Reproduce this listing in full.

◆ **Entries shown**:
....

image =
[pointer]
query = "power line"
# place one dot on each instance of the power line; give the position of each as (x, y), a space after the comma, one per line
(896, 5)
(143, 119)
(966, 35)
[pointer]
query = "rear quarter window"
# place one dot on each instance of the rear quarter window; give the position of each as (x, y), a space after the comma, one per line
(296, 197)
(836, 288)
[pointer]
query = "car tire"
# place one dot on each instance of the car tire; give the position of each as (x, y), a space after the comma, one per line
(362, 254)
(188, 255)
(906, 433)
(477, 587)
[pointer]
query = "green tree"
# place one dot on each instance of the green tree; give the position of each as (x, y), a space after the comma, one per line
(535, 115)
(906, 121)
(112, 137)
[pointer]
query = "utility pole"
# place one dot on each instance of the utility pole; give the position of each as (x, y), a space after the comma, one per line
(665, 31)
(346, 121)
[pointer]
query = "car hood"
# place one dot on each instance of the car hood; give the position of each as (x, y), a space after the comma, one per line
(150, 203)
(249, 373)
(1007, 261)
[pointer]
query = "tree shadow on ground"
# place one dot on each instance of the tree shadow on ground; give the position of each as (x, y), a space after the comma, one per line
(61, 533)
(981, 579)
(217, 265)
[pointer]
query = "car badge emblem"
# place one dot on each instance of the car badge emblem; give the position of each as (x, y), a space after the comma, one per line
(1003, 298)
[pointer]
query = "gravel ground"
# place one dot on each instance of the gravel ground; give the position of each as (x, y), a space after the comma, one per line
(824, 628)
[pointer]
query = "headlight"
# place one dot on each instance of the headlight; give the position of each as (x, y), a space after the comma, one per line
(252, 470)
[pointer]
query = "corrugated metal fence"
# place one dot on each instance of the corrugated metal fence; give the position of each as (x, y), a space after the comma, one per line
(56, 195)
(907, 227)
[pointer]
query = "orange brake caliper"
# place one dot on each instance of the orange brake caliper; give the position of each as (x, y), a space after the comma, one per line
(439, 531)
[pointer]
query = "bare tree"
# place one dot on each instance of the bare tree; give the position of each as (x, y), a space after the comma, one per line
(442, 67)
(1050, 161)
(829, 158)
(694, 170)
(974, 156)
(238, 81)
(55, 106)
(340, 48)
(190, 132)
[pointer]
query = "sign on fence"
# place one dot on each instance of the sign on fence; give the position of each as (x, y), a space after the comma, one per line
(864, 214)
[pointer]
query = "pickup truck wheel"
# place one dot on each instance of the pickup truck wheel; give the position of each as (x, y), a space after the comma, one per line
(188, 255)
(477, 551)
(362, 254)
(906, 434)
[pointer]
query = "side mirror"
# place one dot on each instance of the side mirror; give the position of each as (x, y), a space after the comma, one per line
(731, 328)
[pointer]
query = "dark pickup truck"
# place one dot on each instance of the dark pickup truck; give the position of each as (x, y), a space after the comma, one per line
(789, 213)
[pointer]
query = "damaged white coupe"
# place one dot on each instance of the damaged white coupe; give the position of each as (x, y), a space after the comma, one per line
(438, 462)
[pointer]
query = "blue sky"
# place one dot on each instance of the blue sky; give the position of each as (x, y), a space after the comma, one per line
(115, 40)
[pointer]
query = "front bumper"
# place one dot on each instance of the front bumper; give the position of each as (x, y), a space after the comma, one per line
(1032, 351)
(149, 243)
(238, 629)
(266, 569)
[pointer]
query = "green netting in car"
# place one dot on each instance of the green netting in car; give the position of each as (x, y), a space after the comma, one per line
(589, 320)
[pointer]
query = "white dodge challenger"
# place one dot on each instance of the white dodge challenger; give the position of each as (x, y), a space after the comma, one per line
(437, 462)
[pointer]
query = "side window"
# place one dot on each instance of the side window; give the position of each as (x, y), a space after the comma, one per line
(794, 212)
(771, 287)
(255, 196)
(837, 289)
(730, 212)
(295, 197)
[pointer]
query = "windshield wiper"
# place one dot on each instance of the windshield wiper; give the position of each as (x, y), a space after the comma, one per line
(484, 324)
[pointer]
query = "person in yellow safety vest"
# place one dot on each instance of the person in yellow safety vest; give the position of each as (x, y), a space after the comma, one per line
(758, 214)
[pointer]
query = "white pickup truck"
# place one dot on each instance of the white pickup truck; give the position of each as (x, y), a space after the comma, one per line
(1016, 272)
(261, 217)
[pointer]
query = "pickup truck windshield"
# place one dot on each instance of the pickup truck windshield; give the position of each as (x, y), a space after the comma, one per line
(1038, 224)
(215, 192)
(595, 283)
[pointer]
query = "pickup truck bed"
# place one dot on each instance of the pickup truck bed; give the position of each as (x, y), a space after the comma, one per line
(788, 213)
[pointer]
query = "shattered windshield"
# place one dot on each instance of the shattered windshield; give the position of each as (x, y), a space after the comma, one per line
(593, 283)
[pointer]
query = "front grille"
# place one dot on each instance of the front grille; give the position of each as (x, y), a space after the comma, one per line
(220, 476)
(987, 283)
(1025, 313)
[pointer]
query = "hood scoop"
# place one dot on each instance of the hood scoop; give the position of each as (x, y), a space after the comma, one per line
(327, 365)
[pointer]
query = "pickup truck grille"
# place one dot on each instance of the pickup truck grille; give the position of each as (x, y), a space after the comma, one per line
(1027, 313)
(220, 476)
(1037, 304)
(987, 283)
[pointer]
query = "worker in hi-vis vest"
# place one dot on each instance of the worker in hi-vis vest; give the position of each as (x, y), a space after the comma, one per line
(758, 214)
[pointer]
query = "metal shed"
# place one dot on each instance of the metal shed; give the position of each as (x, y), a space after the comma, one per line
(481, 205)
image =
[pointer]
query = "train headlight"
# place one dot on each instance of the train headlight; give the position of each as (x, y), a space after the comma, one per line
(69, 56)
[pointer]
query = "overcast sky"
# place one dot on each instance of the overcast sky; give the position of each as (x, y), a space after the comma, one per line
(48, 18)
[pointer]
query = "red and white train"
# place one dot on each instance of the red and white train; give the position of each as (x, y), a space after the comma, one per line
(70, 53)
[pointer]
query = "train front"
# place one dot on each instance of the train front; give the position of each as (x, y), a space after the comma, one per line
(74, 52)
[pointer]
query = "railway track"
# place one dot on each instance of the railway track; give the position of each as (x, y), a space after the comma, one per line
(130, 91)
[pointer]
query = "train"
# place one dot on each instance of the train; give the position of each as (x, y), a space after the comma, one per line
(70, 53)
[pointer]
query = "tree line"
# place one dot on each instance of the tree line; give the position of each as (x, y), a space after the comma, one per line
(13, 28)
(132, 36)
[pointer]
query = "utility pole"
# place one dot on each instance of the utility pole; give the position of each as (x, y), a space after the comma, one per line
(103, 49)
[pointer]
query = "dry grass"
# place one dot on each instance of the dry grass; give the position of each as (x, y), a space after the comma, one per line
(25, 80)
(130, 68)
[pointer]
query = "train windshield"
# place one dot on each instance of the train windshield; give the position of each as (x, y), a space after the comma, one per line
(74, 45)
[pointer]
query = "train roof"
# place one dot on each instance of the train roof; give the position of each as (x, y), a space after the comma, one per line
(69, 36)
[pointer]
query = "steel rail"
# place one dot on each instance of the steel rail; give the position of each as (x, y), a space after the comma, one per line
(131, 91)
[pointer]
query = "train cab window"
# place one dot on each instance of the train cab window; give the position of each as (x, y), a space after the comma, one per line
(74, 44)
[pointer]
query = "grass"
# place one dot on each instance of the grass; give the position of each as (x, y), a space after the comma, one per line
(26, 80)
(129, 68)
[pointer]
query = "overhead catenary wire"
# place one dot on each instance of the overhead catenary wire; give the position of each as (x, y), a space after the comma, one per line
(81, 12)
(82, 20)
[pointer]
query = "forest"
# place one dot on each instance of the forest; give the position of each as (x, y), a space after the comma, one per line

....

◆ **Exercise output**:
image =
[pointer]
query = "power line"
# place one dot on each instance of the power line; give the position of each as (x, y), a space after the comma, one per line
(896, 5)
(143, 119)
(966, 35)
[pointer]
query = "rear quarter window"
# place one dot on each instance of the rear quarter window; give the position of each as (x, y), a space after the comma, one per line
(296, 197)
(836, 288)
[pointer]
query = "car tire"
# place one dot on each instance of the car tire; give the position of each as (x, y), a space after the comma, one per line
(362, 254)
(188, 255)
(906, 433)
(477, 587)
[pointer]
query = "green tree"
# place one dot on each instance of the green tree; give the position of each as (x, y), a space after the comma, one per line
(535, 115)
(906, 121)
(112, 137)
[pointer]
query = "utility pole"
# place one dot on each instance of the utility pole; give the position of each as (x, y), a space after the comma, one per line
(665, 31)
(346, 121)
[pointer]
query = "car hood"
# place one dot on each instance of the car hood; give the position of each as (x, y), a space after the comma, one per line
(150, 203)
(249, 373)
(1007, 261)
[pointer]
query = "tree shadow on ground"
# place one dot on each instance of the tree shadow on ground; give the position of each as (x, y), a space after the comma, one per line
(61, 533)
(981, 579)
(217, 265)
[pointer]
query = "car badge emblem"
# place one dot on each instance of the car badge emblem; give the position of each as (x, y), a space after the comma, one per line
(1003, 298)
[pointer]
query = "gravel ground"
# place one dot on each instance of the gravel ground; give the position of each as (x, y), a space after the comma, one per line
(824, 628)
[pointer]
query = "headlight"
# place one dot on each instance of the headlight; give the position of each as (x, y), a space after the comma, one per line
(252, 470)
[pointer]
query = "corrugated metal fence"
# place one dot on each instance of the corrugated metal fence; give the position of each as (x, y), a space after the comma, one per line
(56, 195)
(907, 227)
[pointer]
query = "orange brake caliper"
# place one dot on each instance of the orange brake caliper; give the position of each as (x, y), a space after the comma, one per line
(439, 531)
[pointer]
query = "bare tree"
# place one dot on each instance of the bare tree; give the position of each as (x, y), a space after the comma, one per line
(442, 67)
(1050, 161)
(829, 158)
(694, 170)
(974, 156)
(238, 81)
(55, 106)
(340, 48)
(190, 132)
[pointer]
query = "sign on fence"
# place one dot on each instance of the sign on fence; give the position of each as (x, y), a space after the comma, one per line
(864, 214)
[pointer]
query = "pickup truck wheel"
# place one dot on each instance of the pickup truck wheel; give the position of each as (x, y), a space after the comma, one per line
(188, 255)
(477, 551)
(362, 254)
(906, 434)
[pointer]
query = "side mirror"
# place one dot on each instance of the side mirror; give the position of each as (x, y), a space after the comma, one per line
(731, 328)
[pointer]
query = "dark pickup truck"
# place one dot on each instance of the dark pickup truck; give the position of each as (x, y), a space after the comma, one per line
(789, 213)
[pointer]
query = "damaged white coupe"
# place one dot on each instance of the damaged white coupe; give the position of each as (x, y), a space after the comma, one per line
(438, 462)
[pointer]
query = "blue sky"
# place one dot on each instance of the blue sky; give the position of each as (x, y), a space after the comma, one per line
(115, 40)
[pointer]
query = "front bumper"
# place one dot on each instance of the front bumper; give the position of each as (x, y), a space after the comma, one per line
(1032, 351)
(149, 243)
(238, 629)
(266, 569)
[pointer]
query = "green netting in car"
# place one dot on each instance of the green netting in car; give the position of each as (x, y), a space after the comma, one per line
(589, 320)
[pointer]
query = "white dodge challenger"
# place one dot on each instance of the white dodge challenger; give the position of each as (x, y), a space after the comma, one per line
(437, 462)
[pointer]
query = "side window"
# place one dot on each instance of the side window; give the position of each as (x, y), a space after the comma, one per line
(794, 212)
(771, 287)
(255, 196)
(837, 289)
(730, 212)
(295, 197)
[pointer]
query = "windshield wiper"
# place one dot on each instance of the windshield wiper; give the position of each as (x, y), a space after the comma, one per line
(484, 324)
[pointer]
query = "person in yellow safety vest"
# place one dot on each instance of the person in yellow safety vest; give the position of each as (x, y), a space after the comma, one per line
(758, 214)
[pointer]
query = "white pickup truck"
# place one dot on each instance of the white pickup truck; give the position of each as (x, y), a space after the comma, one per line
(1016, 272)
(261, 217)
[pointer]
query = "pickup truck windshield"
# place one dot on each instance of the pickup truck windshield; give the position of each as (x, y), a space after the comma, one per line
(1038, 224)
(215, 192)
(595, 283)
[pointer]
query = "pickup truck bed"
# place one dot on each instance of the pickup truck bed; give the position of each as (x, y), a space after the comma, one per line
(788, 213)
[pointer]
query = "shattered windshield"
# place one dot on each instance of the shattered windshield; give the position of each as (x, y), a space after the comma, one per line
(593, 283)
[pointer]
query = "front grille"
# place one dot on each instance of the front grille; give the position of each as (x, y), a space after the comma, one per line
(220, 476)
(987, 283)
(1025, 313)
[pointer]
query = "hood scoop"
# place one dot on each instance of the hood scoop; give the position of each as (x, y), a space after the comma, one per line
(327, 365)
[pointer]
query = "pickup truck grille"
# place one dot on each instance of the pickup truck grille; give the position of each as (x, y), a space after the comma, one per line
(1027, 313)
(220, 476)
(1037, 304)
(987, 283)
[pointer]
query = "worker in hi-vis vest"
# place one dot on each instance of the worker in hi-vis vest; give the position of each as (x, y), a space after the comma, one per line
(758, 214)
[pointer]
query = "metal shed"
# place one dot on each instance of the metal shed; give the position of each as (x, y), a space after the comma, one per line
(481, 205)
image =
[pointer]
query = "train headlight"
# place one dot on each instance of the train headlight; give the position of each as (x, y), a space after the comma, one per line
(69, 56)
[pointer]
query = "overcast sky"
# place one dot on each instance of the overcast sky; give the position of each as (x, y), a space after the comma, one per line
(48, 18)
[pointer]
query = "red and white train"
# place one dot on each instance of the red and white train; give the position of each as (x, y), a space after the comma, one per line
(70, 53)
[pointer]
query = "train front"
# place one dot on each instance of the train front; give the position of each as (x, y), a space after the comma, one per line
(74, 52)
[pointer]
query = "railway track"
# place one dot on each instance of the railway track; give the position of each as (x, y), a space after the comma, one per line
(130, 91)
[pointer]
query = "train"
# place one dot on each instance of the train; give the position of each as (x, y), a space after the comma, one per line
(70, 53)
[pointer]
query = "tree line"
# place one dot on each instance of the tree line; give the position of each as (x, y), a space after the comma, one per line
(13, 28)
(132, 36)
[pointer]
query = "utility pole"
# place one dot on each instance of the utility pole; give the position of each as (x, y), a space after the comma, one per line
(103, 49)
[pointer]
query = "dry grass"
# place one dot on each instance of the dry grass; give the position of each as (x, y), a space after the comma, one per line
(25, 80)
(130, 68)
[pointer]
query = "train windshield"
# place one dot on each instance of the train windshield; give the position of each as (x, y), a space after the comma, one per line
(74, 45)
[pointer]
query = "train roof"
# place one dot on each instance of the train roof; give the position of each as (x, y), a space after the comma, one per line
(69, 36)
[pointer]
query = "steel rail"
# place one dot on each instance of the steel rail; give the position of each as (x, y), a space after the comma, one per line
(131, 91)
[pointer]
query = "train cab window"
# place one dot on each instance of the train cab window; give the position of each as (x, y), a space after the comma, one per line
(74, 44)
[pointer]
query = "grass"
# place one dot on each instance of the grass; give the position of each as (x, y), a space after the comma, one per line
(26, 80)
(129, 68)
[pointer]
query = "overhead catenary wire"
# place one dot on each instance of the overhead catenary wire; give the position of each as (x, y), a space after the comma, one per line
(81, 12)
(82, 20)
[pointer]
query = "forest"
# place one dot on each instance of the forest; give the position of each as (x, y), a space after the comma, one per line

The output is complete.